__EXTRACTED INFORMATION__:
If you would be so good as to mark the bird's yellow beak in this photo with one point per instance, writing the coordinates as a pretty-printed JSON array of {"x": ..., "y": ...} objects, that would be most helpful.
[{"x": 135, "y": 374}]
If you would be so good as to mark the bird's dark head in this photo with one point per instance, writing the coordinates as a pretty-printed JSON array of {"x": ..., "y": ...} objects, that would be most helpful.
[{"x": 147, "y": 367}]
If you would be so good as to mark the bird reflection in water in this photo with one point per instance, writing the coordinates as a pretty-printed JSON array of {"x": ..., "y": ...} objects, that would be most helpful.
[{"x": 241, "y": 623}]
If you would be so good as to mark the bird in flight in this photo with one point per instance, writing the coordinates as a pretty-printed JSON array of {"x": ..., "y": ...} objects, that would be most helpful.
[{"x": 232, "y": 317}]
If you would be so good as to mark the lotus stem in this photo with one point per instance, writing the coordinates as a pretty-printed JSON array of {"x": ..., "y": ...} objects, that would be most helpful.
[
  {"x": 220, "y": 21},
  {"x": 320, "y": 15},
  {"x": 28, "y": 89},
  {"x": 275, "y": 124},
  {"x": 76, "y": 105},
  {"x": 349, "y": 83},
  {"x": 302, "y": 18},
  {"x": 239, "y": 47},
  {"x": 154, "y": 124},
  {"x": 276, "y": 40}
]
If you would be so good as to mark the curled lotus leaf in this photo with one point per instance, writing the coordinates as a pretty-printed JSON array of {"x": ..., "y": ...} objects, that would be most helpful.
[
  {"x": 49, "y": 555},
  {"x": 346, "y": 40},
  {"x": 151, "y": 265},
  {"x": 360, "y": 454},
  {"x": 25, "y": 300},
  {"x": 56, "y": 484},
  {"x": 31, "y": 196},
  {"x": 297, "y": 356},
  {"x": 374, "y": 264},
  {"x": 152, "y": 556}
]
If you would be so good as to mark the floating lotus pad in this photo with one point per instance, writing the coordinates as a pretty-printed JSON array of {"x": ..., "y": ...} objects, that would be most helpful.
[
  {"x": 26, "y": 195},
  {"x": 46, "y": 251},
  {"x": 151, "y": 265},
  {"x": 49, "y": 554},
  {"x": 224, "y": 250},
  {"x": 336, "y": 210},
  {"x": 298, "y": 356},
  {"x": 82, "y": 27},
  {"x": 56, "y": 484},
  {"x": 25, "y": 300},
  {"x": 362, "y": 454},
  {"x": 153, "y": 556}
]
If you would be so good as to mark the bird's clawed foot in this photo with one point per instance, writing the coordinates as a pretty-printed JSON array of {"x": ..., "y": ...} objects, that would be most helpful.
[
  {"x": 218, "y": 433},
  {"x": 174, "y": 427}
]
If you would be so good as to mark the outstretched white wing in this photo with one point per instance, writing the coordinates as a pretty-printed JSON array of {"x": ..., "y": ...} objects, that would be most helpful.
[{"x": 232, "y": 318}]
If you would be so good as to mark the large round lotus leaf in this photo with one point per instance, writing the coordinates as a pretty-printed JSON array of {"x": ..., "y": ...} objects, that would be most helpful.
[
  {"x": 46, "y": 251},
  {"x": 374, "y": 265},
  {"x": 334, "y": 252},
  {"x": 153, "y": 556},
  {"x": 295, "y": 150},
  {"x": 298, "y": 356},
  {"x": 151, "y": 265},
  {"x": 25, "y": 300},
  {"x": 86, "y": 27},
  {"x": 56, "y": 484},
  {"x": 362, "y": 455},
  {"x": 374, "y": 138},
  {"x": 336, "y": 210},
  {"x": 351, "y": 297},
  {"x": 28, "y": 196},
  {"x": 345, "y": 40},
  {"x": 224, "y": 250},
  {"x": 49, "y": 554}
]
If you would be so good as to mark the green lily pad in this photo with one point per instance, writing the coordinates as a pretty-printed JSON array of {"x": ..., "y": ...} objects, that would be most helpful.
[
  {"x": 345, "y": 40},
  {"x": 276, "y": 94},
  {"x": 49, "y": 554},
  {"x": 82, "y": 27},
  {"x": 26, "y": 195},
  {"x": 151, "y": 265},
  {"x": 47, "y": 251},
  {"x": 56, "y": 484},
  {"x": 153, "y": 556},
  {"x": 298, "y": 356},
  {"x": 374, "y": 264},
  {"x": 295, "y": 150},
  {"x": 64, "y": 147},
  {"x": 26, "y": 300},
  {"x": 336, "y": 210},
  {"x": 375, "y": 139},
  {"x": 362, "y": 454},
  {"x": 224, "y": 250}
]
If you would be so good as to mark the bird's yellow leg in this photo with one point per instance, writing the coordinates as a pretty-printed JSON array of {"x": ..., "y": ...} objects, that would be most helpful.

__PROBLEM DESCRIPTION__: From the line containing "If you would be so good as to mark the green" through the final line of the listing above, retype every line exactly; leave out everything else.

__SOLUTION TO THIS TASK__:
If you would be so good as to mark the green lily pad in this photo with one point per instance, writing the coordinates as a pretty-printed JSON array of {"x": ..., "y": ...} objects, that would be most helpful.
[
  {"x": 345, "y": 40},
  {"x": 276, "y": 94},
  {"x": 49, "y": 554},
  {"x": 82, "y": 27},
  {"x": 26, "y": 195},
  {"x": 151, "y": 265},
  {"x": 47, "y": 251},
  {"x": 56, "y": 484},
  {"x": 153, "y": 556},
  {"x": 298, "y": 356},
  {"x": 374, "y": 264},
  {"x": 295, "y": 150},
  {"x": 64, "y": 147},
  {"x": 26, "y": 300},
  {"x": 336, "y": 210},
  {"x": 375, "y": 139},
  {"x": 362, "y": 454},
  {"x": 224, "y": 250}
]
If you would be so good as to mark the bird's yellow leg in this photo with one point per instance, writing the coordinates as a pretty-printed JSON array of {"x": ..., "y": ...} objects, that would be most helpful.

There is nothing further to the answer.